Transcribe every line exactly and omit anything that is a picture.

Start Source records

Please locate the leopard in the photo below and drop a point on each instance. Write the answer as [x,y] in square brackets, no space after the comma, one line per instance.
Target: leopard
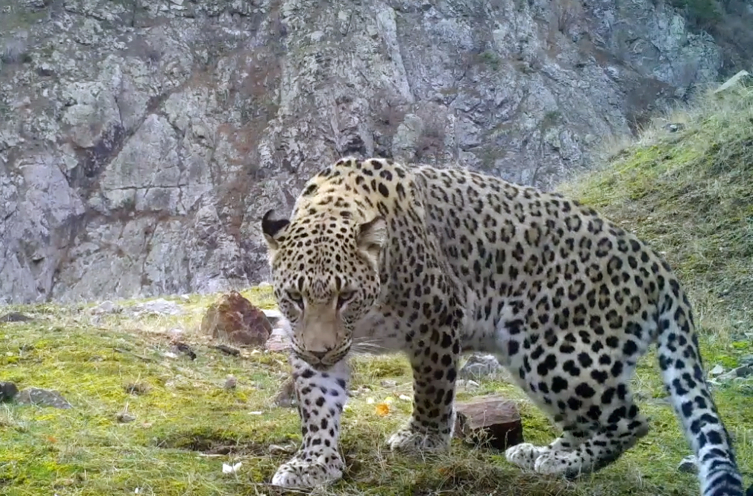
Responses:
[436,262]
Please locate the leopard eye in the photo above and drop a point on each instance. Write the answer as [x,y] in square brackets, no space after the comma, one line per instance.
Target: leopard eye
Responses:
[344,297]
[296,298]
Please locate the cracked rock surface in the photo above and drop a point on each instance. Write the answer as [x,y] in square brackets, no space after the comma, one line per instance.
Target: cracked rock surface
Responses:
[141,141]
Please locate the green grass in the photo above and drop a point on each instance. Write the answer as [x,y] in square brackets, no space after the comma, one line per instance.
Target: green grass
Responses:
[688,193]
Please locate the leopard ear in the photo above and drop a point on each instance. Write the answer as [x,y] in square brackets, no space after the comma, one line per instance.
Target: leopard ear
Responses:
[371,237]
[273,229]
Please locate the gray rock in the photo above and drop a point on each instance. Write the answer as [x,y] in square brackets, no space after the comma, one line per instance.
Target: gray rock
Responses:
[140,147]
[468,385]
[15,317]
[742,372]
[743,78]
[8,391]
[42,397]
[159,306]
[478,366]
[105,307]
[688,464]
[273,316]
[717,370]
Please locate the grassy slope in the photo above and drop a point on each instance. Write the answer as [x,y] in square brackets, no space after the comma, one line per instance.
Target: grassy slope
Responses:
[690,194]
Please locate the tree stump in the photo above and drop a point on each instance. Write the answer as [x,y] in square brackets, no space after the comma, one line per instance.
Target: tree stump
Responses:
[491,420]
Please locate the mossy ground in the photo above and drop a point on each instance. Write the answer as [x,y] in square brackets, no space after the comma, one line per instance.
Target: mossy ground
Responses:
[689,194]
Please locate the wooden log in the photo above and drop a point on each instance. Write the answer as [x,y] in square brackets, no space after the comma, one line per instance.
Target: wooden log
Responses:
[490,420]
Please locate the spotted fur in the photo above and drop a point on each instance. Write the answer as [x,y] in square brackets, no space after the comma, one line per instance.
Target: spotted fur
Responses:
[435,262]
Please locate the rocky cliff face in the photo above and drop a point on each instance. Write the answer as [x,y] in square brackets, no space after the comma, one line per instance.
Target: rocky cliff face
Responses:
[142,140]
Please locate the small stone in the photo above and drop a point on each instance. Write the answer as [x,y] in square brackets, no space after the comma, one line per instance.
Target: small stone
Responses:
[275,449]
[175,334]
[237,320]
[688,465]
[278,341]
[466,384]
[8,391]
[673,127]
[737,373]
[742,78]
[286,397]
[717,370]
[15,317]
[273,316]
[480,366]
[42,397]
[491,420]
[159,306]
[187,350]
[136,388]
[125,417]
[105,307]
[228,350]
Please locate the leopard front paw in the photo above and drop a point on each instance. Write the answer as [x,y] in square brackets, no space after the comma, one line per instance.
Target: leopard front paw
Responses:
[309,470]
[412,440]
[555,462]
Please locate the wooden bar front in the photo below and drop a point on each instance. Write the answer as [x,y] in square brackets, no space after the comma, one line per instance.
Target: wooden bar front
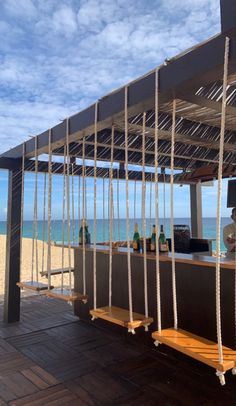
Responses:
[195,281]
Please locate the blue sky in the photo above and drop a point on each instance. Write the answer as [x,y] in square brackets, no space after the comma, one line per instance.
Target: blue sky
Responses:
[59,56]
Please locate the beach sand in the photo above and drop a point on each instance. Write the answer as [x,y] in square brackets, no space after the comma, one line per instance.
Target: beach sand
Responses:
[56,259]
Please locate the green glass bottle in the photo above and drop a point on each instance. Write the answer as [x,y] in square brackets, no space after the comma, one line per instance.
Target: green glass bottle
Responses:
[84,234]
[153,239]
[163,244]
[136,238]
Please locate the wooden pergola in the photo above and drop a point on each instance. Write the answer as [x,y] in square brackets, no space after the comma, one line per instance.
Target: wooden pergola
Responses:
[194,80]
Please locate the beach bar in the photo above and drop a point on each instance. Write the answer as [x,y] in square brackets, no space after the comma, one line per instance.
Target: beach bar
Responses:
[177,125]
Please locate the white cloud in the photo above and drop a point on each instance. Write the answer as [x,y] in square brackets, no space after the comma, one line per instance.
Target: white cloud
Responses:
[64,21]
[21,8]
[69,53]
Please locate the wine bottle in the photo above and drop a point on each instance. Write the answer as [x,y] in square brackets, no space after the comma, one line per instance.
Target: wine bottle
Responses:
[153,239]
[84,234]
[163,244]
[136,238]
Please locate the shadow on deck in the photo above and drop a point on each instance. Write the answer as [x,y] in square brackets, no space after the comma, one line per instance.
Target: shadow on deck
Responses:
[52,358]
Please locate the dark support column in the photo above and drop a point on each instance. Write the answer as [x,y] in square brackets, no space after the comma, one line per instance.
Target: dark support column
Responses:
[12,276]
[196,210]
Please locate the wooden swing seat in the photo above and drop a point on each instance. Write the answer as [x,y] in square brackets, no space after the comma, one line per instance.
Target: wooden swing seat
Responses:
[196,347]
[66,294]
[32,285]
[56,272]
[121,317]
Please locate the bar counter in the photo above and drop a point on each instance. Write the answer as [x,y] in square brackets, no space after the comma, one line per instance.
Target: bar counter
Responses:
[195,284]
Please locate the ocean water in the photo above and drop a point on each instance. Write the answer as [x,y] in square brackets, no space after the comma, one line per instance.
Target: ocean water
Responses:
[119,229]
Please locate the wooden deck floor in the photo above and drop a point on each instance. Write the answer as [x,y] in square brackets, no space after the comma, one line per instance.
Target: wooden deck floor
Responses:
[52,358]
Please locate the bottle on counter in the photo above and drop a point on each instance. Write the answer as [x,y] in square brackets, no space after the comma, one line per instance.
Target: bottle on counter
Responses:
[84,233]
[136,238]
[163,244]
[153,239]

End Source records

- Task solution:
Please locate the leopard in the photo below and drop a point on each instance. Write the answer as [x,y] in square brackets, no space after the comma, one line per instance.
Target: leopard
Responses:
[436,262]
Please locate the leopard eye in the photo above and drop a point on each instance. Write the answer as [x,y] in square brackets, no space after the comma, one line per instance.
Target: leopard eye
Responses:
[344,297]
[296,298]
Please locate the cracked rock surface in the photo above and drop a point on each instance. Write the answer as [x,y] in square brackets, no space after the comma, one line per instance.
Target: cracked rock surface
Responses:
[141,141]
Please locate the green grass in the photo above and drop a point on each instance. Write the answer as [x,y] in square brackets, no space after the comma, one line per instance.
Target: green grass
Responses:
[688,193]
Please locate the leopard ear in the photo above and drop a point on each instance. Write the answer as [x,y] in square brackets, no space after the comma, one line per instance.
Target: leopard ear
Responses:
[371,237]
[273,229]
Please locate the gray rock in the photo above and drop a point on each instance. Write the answer as [x,y] in square brackets, no space after the comma, one line per instance.
Target: gray rock
Responses:
[140,147]
[468,385]
[15,317]
[742,372]
[743,78]
[8,391]
[42,397]
[159,306]
[478,366]
[105,307]
[688,464]
[273,316]
[717,370]
Please locate the grassy slope in the photo above and drop a point on each instance. Write the answer as [x,y] in square brackets, no space after the comma, one line per instance.
Target: grassy slope
Responses:
[690,194]
Please locate the tree stump in the photo above and drop a point on each instance. Write the answer as [x,y] in square brackets, no space after the comma, one line per instance.
Target: tree stump
Responses:
[491,420]
Please locate the mossy ground in the photo above and drop a point on each instance. Write the answer as [x,y] in square brackets, no space after the comma, one line per instance.
Target: mossy ground
Responses:
[689,194]
Please locate the wooden log in the photo above and drop a point on each instance. Write the answer as [x,y] in square brackets, no space after the comma, one line per instance.
Target: wooden log
Responses:
[490,420]
Please locate the spotted fur in the photo above and drop a point on each instance. Write the answer as [x,y] in square brackets, no space after the comma, one line per instance.
Target: spotted fur
Responses:
[435,262]
Please locate the rocky cliff face in the photo above and drop a point on each instance. Write the answer as [x,y] in square brackets, no space after the comma, one line per instance.
Target: rocky cliff face
Responses:
[142,140]
Please locate the small stone in the photo above and drop a point on each instance. Write the answer as [x,y] in square brackets, no space after the comma, one line per instance.
Target: small stone
Responses:
[275,449]
[175,334]
[237,320]
[688,465]
[278,341]
[466,384]
[8,391]
[673,127]
[737,373]
[742,78]
[286,397]
[717,370]
[15,317]
[273,316]
[480,366]
[42,397]
[491,420]
[159,306]
[187,350]
[136,388]
[125,417]
[105,307]
[228,350]
Please locate the leopard front paw in the photo above and drop a point on each instance. Write the answer as [x,y] in square brackets, no space after the comma, one line per instance.
Target: leopard front paw
Responses:
[309,470]
[412,440]
[555,462]
Please locate the wooden bar front in the photo below and drop a point on each instance. Write the answer as [x,y] in square brackets, no space after the comma, one line per instance.
Target: wooden bar front
Responses:
[195,281]
Please locate the blue sky in the photo above and drop a point on each instance. Write the answer as [x,y] in square brackets, no space after the comma, one line per instance.
Target: blue sky
Responses:
[59,56]
Please locate the beach sand in the photo above and drop a point on each instance. Write the answer as [x,y] in square brackets, no space after the comma, one line per instance.
Target: beach sand
Responses:
[56,259]
Please locate the green glass bottle in the photo above and drop a point on each instance. Write the answer as [x,y] in square brackets, no space after the comma, one line per instance.
Target: green glass bottle
Responses:
[84,234]
[153,239]
[163,244]
[136,238]
Please locate the wooden pergola in the photo above and drop a point on each instance. Write the answer as [x,y] in square brackets, no space after the comma, one line per instance.
Target: wooden pergola
Responses:
[194,80]
Please locate the beach bar in the photo above and drop a point on each instance. Write the answer as [x,y] in square brackets, no space after the comma, one line per instance.
Target: beach bar
Responses:
[177,125]
Please locate the white cloud in the photo above and drop a point on each instance. Write the answer as [x,y] in square brackets, no space after the comma, one line per instance.
Target: white cloud
Responses:
[64,21]
[21,8]
[69,53]
Please locate the wine bottle in the photo above and drop a point on each instance. Write the answer as [x,y] in square brackets, no space after the comma, one line per instance.
Target: wine bottle
Responses:
[153,239]
[84,234]
[163,244]
[136,238]
Please locate the shadow on deck in the photo above and drop a point on each instance. Write the answer as [x,y] in square brackets, no space after the comma, one line per instance.
Target: shadow on deck
Responses:
[52,358]
Please locate the dark support column in the photo above and drop a point on each instance. Write the answer as [x,y] in square brackets, no space after the comma, one line per instance.
Target: dark support column
Responses:
[12,276]
[196,210]
Please locate the wooden swing seat in the photo above and drop a point on each instance. Write the answer as [x,y] in square brackets, no space after the comma, one line per instance.
Target: wooden swing seat
Responses:
[196,347]
[66,294]
[32,285]
[56,272]
[121,317]
Please locate the bar counter in the photo above and drop a point on each instance. Write the answer as [x,y] in square brackets, no space after the comma, one line per instance.
Target: bar counter
Responses:
[195,284]
Please locate the ocean water in the photo above and drop a point on each instance. Write the answer as [x,y] in square brackets, no space after the comma, one line per instance.
Target: ocean water
Responses:
[119,229]
Please locate the wooden deck floor in the photo above and drop a point on each instance. Write the answer as [x,y] in square brackets, no space after the comma, one line per instance.
Target: wooden deck floor
Responses:
[52,358]
Please locate the bottle on counter in the photo above and drop a point on each instance. Write the answer as [x,y] in square brackets, no space after the comma, one line per instance.
Target: bottle on counter
Responses:
[84,233]
[136,238]
[163,244]
[153,239]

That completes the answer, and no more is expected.